TASK DESCRIPTION:
For every line in the material, print that line exactly.

[[ EXTRACTED RECORDS, beginning ]]

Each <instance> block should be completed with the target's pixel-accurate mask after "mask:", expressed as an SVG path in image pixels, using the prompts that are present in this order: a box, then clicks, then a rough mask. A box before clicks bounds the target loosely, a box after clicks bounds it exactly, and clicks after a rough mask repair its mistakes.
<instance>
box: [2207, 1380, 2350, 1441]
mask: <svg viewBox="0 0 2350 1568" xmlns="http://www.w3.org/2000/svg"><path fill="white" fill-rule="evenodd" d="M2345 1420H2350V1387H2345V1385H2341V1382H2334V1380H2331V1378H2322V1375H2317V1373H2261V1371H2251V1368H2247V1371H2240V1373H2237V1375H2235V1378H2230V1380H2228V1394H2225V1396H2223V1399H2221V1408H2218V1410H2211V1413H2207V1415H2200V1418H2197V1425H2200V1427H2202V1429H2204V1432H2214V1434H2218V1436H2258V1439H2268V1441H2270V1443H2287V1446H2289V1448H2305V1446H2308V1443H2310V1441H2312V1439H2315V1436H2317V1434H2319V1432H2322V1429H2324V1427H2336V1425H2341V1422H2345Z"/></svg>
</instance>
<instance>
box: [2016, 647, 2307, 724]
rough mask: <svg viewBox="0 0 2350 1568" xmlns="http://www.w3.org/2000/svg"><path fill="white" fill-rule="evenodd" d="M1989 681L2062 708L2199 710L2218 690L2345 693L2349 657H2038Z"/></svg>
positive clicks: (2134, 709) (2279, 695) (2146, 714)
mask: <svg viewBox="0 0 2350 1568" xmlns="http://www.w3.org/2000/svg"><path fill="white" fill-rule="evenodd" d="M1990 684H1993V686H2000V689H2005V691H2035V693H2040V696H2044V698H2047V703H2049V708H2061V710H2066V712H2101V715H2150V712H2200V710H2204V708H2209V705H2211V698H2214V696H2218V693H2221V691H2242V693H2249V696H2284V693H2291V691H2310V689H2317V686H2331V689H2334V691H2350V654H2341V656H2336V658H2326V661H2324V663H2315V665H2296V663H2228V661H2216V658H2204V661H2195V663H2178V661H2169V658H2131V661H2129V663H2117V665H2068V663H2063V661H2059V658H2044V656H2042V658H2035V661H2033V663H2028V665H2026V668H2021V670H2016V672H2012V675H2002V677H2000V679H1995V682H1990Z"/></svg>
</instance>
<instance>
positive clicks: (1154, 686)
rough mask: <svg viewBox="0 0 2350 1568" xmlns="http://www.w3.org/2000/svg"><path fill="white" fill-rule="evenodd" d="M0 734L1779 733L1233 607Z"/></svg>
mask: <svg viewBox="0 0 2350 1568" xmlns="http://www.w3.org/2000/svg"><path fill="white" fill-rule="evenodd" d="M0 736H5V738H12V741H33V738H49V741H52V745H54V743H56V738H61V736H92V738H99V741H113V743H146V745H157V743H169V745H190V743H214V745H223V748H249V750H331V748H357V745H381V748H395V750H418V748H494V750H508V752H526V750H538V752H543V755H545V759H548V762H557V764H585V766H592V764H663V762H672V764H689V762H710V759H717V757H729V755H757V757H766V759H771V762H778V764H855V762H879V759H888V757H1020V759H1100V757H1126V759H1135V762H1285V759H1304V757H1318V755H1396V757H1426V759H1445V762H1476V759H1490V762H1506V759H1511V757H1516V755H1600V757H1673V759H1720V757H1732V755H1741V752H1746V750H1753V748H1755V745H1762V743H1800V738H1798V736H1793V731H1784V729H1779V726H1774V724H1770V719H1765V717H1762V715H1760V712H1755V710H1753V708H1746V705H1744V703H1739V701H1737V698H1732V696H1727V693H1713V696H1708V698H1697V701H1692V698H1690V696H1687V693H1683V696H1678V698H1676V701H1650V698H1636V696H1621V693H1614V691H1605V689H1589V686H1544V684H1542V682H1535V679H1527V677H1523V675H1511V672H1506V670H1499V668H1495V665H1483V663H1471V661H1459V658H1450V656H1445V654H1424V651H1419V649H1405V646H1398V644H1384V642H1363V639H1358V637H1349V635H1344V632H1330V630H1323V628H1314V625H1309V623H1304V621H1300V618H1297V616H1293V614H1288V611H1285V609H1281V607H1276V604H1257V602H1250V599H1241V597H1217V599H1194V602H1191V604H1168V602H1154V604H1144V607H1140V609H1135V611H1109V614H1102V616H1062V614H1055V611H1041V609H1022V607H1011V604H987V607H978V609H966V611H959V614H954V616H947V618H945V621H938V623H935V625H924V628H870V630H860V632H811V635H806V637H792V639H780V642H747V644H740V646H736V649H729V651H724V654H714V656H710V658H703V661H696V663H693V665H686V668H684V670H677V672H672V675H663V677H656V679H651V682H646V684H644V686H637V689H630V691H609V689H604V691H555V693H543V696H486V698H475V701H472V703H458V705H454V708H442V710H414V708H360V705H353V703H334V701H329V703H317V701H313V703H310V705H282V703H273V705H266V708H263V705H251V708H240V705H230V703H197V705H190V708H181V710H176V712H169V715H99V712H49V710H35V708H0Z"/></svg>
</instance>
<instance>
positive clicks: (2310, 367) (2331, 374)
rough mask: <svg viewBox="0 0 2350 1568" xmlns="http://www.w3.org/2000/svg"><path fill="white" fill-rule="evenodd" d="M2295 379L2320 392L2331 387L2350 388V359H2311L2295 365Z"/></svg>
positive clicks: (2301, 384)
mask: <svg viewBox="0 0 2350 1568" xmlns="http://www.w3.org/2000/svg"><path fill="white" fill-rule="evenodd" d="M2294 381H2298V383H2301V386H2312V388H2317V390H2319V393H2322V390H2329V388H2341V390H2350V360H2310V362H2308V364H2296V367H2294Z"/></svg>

[[ EXTRACTED RECORDS, end ]]

RESULT FOR THIS EXERCISE:
Each <instance> block should be completed with the target's pixel-accurate mask after "mask:", expressed as an SVG path in image pixels, using the prompts that are present in this order: a box, then clicks, then a rough mask. A box before clicks bounds the target loosely, a box after clicks bounds it exactly, and clicks after a rough mask repair its mistakes.
<instance>
box: [2207, 1380, 2350, 1441]
mask: <svg viewBox="0 0 2350 1568" xmlns="http://www.w3.org/2000/svg"><path fill="white" fill-rule="evenodd" d="M2345 1420H2350V1387H2345V1385H2341V1382H2334V1380H2331V1378H2322V1375H2317V1373H2261V1371H2251V1368H2247V1371H2240V1373H2237V1375H2235V1378H2230V1380H2228V1394H2225V1396H2223V1399H2221V1408H2218V1410H2211V1413H2207V1415H2200V1418H2197V1425H2200V1427H2202V1429H2204V1432H2214V1434H2218V1436H2258V1439H2268V1441H2270V1443H2287V1446H2289V1448H2305V1446H2308V1443H2310V1441H2312V1439H2315V1436H2317V1434H2319V1432H2322V1429H2324V1427H2336V1425H2341V1422H2345Z"/></svg>
</instance>
<instance>
box: [2016, 647, 2307, 724]
rough mask: <svg viewBox="0 0 2350 1568" xmlns="http://www.w3.org/2000/svg"><path fill="white" fill-rule="evenodd" d="M1989 681L2062 708L2199 710L2218 690L2345 693L2349 657H2038Z"/></svg>
positive clicks: (2134, 709) (2279, 695) (2146, 714)
mask: <svg viewBox="0 0 2350 1568" xmlns="http://www.w3.org/2000/svg"><path fill="white" fill-rule="evenodd" d="M1990 684H1993V686H2000V689H2005V691H2035V693H2040V696H2044V698H2047V703H2049V708H2061V710H2066V712H2101V715H2150V712H2200V710H2204V708H2209V705H2211V698H2214V696H2218V693H2221V691H2242V693H2249V696H2284V693H2291V691H2310V689H2317V686H2331V689H2334V691H2350V654H2341V656H2336V658H2326V661H2324V663H2315V665H2296V663H2228V661H2216V658H2204V661H2195V663H2178V661H2169V658H2131V661H2129V663H2117V665H2068V663H2063V661H2059V658H2044V656H2042V658H2035V661H2033V663H2028V665H2026V668H2021V670H2016V672H2012V675H2002V677H2000V679H1995V682H1990Z"/></svg>
</instance>
<instance>
positive clicks: (1154, 686)
rough mask: <svg viewBox="0 0 2350 1568" xmlns="http://www.w3.org/2000/svg"><path fill="white" fill-rule="evenodd" d="M0 734L1779 733L1233 607Z"/></svg>
mask: <svg viewBox="0 0 2350 1568" xmlns="http://www.w3.org/2000/svg"><path fill="white" fill-rule="evenodd" d="M0 736H5V738H12V741H33V738H49V741H52V745H54V743H56V738H61V736H92V738H99V741H113V743H146V745H157V743H169V745H190V743H214V745H223V748H249V750H331V748H357V745H381V748H395V750H418V748H494V750H508V752H526V750H538V752H543V755H545V759H548V762H557V764H585V766H592V764H663V762H672V764H689V762H710V759H717V757H729V755H757V757H766V759H771V762H778V764H855V762H879V759H888V757H1020V759H1100V757H1126V759H1135V762H1285V759H1304V757H1318V755H1396V757H1426V759H1445V762H1476V759H1490V762H1506V759H1511V757H1516V755H1600V757H1673V759H1720V757H1732V755H1741V752H1746V750H1753V748H1755V745H1762V743H1800V738H1798V736H1793V731H1784V729H1779V726H1774V724H1770V719H1765V717H1762V715H1760V712H1755V710H1753V708H1746V705H1744V703H1739V701H1737V698H1732V696H1727V693H1713V696H1708V698H1697V701H1692V698H1690V696H1687V693H1683V696H1678V698H1676V701H1650V698H1636V696H1621V693H1614V691H1605V689H1589V686H1544V684H1542V682H1535V679H1527V677H1523V675H1511V672H1506V670H1499V668H1495V665H1483V663H1471V661H1459V658H1450V656H1445V654H1424V651H1419V649H1405V646H1398V644H1384V642H1363V639H1358V637H1349V635H1344V632H1330V630H1323V628H1314V625H1309V623H1304V621H1300V618H1297V616H1293V614H1288V611H1285V609H1281V607H1276V604H1257V602H1250V599H1241V597H1217V599H1194V602H1191V604H1168V602H1154V604H1144V607H1140V609H1135V611H1109V614H1102V616H1062V614H1055V611H1041V609H1022V607H1011V604H987V607H978V609H966V611H959V614H954V616H947V618H945V621H938V623H935V625H924V628H870V630H860V632H811V635H806V637H792V639H780V642H747V644H740V646H736V649H729V651H724V654H714V656H710V658H703V661H696V663H693V665H686V668H684V670H677V672H672V675H663V677H656V679H651V682H646V684H644V686H637V689H630V691H609V689H604V691H555V693H543V696H486V698H475V701H472V703H458V705H454V708H442V710H414V708H360V705H353V703H334V701H329V703H317V701H313V703H310V705H282V703H273V705H266V708H263V705H251V708H240V705H230V703H197V705H190V708H181V710H176V712H169V715H99V712H49V710H35V708H0Z"/></svg>
</instance>
<instance>
positive clicks: (2310, 367) (2331, 374)
rough mask: <svg viewBox="0 0 2350 1568" xmlns="http://www.w3.org/2000/svg"><path fill="white" fill-rule="evenodd" d="M2295 379L2320 392L2331 387L2350 388V359H2311L2295 365Z"/></svg>
positive clicks: (2301, 384)
mask: <svg viewBox="0 0 2350 1568" xmlns="http://www.w3.org/2000/svg"><path fill="white" fill-rule="evenodd" d="M2294 381H2298V383H2301V386H2312V388H2317V390H2319V393H2322V390H2329V388H2341V390H2350V360H2310V362H2308V364H2296V367H2294Z"/></svg>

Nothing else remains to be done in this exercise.